== EXTRACTED INFORMATION ==
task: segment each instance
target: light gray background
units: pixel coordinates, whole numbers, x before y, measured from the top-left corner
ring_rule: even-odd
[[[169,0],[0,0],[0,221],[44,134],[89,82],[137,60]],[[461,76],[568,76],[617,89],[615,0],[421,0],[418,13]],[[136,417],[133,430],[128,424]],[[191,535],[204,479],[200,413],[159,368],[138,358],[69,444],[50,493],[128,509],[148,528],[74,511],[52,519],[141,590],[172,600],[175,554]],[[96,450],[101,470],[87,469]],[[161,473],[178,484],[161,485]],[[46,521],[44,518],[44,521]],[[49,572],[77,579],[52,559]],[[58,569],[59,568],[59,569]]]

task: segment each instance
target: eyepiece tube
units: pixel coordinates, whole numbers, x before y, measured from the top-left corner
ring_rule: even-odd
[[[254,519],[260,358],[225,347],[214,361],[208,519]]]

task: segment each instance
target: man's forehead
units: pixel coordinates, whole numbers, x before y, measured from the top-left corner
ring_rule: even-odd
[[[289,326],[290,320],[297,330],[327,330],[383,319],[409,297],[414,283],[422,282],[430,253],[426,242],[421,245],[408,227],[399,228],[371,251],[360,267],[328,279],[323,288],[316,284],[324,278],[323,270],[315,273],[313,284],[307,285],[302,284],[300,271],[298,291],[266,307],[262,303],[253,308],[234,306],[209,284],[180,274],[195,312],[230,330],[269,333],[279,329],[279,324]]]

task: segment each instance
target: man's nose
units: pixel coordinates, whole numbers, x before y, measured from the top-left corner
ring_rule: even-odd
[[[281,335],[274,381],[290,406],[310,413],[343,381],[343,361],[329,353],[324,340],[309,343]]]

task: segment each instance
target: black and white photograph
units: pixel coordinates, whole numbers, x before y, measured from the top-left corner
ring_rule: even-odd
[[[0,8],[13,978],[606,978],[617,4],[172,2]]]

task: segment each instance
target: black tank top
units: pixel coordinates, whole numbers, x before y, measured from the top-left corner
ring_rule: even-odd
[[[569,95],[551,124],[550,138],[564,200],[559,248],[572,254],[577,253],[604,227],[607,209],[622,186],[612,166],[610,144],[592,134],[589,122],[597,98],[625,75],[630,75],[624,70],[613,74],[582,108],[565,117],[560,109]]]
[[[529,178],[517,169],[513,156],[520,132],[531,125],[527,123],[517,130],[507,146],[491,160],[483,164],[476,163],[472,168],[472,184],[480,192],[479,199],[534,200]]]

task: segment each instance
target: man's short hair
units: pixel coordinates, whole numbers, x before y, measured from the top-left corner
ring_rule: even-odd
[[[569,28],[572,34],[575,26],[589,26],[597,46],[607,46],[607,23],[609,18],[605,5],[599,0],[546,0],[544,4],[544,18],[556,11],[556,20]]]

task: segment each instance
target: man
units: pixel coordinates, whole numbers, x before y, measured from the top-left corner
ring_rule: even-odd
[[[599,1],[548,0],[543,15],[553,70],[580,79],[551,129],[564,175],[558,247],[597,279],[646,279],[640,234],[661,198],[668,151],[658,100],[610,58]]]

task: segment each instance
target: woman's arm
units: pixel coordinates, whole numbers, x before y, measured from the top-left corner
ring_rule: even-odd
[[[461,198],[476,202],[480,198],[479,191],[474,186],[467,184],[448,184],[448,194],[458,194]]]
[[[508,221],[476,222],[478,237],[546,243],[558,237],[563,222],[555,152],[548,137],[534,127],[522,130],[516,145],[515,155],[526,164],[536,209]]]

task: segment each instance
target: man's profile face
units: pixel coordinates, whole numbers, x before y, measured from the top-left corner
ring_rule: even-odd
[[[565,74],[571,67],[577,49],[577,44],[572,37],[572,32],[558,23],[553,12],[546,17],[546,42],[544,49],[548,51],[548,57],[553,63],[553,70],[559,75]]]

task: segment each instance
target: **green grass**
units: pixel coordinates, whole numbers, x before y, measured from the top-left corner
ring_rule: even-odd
===
YOUR OBJECTIVE :: Pull out each line of the records that includes the string "target", and copy those lines without changes.

FULL SOLUTION ::
target: light gray background
target: eyepiece tube
target: man's forehead
target: man's nose
target: black and white photograph
target: black tank top
target: man's short hair
target: man
target: woman's arm
target: man's profile face
target: **green grass**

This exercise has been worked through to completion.